**Exercise instructions**
Using the listing below, report each line holding the string "petal".

************

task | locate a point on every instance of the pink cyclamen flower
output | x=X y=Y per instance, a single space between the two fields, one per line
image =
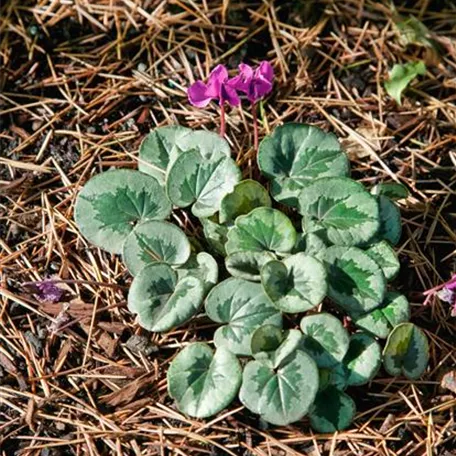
x=446 y=292
x=254 y=83
x=217 y=87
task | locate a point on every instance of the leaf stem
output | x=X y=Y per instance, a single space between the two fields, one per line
x=255 y=127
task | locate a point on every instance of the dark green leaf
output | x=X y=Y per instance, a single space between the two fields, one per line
x=201 y=382
x=244 y=307
x=155 y=241
x=111 y=203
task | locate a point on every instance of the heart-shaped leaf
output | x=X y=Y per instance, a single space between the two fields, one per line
x=266 y=339
x=343 y=207
x=406 y=351
x=392 y=190
x=296 y=284
x=295 y=154
x=362 y=360
x=325 y=339
x=215 y=234
x=384 y=255
x=160 y=301
x=246 y=196
x=390 y=221
x=155 y=241
x=263 y=229
x=162 y=146
x=380 y=322
x=247 y=265
x=333 y=410
x=203 y=182
x=356 y=282
x=202 y=266
x=263 y=349
x=111 y=203
x=282 y=395
x=243 y=307
x=311 y=244
x=203 y=383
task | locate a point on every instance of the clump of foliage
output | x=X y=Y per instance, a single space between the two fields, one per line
x=320 y=250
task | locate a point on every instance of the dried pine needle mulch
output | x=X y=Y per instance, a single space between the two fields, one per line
x=81 y=83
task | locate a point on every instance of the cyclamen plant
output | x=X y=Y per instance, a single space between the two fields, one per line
x=330 y=258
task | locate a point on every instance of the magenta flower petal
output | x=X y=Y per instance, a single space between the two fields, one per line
x=266 y=71
x=198 y=94
x=216 y=80
x=254 y=83
x=230 y=95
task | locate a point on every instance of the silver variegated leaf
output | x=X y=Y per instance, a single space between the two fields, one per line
x=394 y=310
x=295 y=154
x=111 y=203
x=384 y=255
x=246 y=196
x=356 y=282
x=296 y=284
x=406 y=351
x=343 y=207
x=242 y=307
x=282 y=395
x=215 y=234
x=163 y=145
x=325 y=339
x=203 y=383
x=362 y=360
x=332 y=411
x=247 y=265
x=201 y=182
x=160 y=301
x=154 y=241
x=263 y=229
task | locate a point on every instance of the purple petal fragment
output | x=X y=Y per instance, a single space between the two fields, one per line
x=217 y=87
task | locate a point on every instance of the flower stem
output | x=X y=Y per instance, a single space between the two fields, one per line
x=222 y=120
x=255 y=127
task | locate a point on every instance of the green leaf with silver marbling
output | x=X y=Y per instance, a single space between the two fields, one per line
x=201 y=182
x=203 y=382
x=295 y=154
x=154 y=241
x=215 y=234
x=162 y=146
x=247 y=265
x=160 y=301
x=241 y=307
x=394 y=310
x=296 y=284
x=202 y=266
x=325 y=339
x=263 y=229
x=280 y=395
x=385 y=256
x=349 y=214
x=246 y=196
x=356 y=282
x=112 y=203
x=406 y=351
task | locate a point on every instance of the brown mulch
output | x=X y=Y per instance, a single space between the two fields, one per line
x=81 y=83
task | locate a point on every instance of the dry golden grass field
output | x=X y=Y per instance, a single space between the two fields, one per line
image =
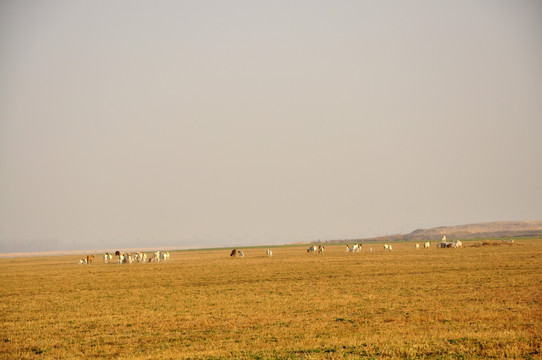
x=467 y=303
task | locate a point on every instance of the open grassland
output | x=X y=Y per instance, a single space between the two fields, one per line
x=472 y=302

************

**Result of the exercise**
task | locate a point on every instance of the magenta flower petal
task | locate a point on every instance of the purple petal fragment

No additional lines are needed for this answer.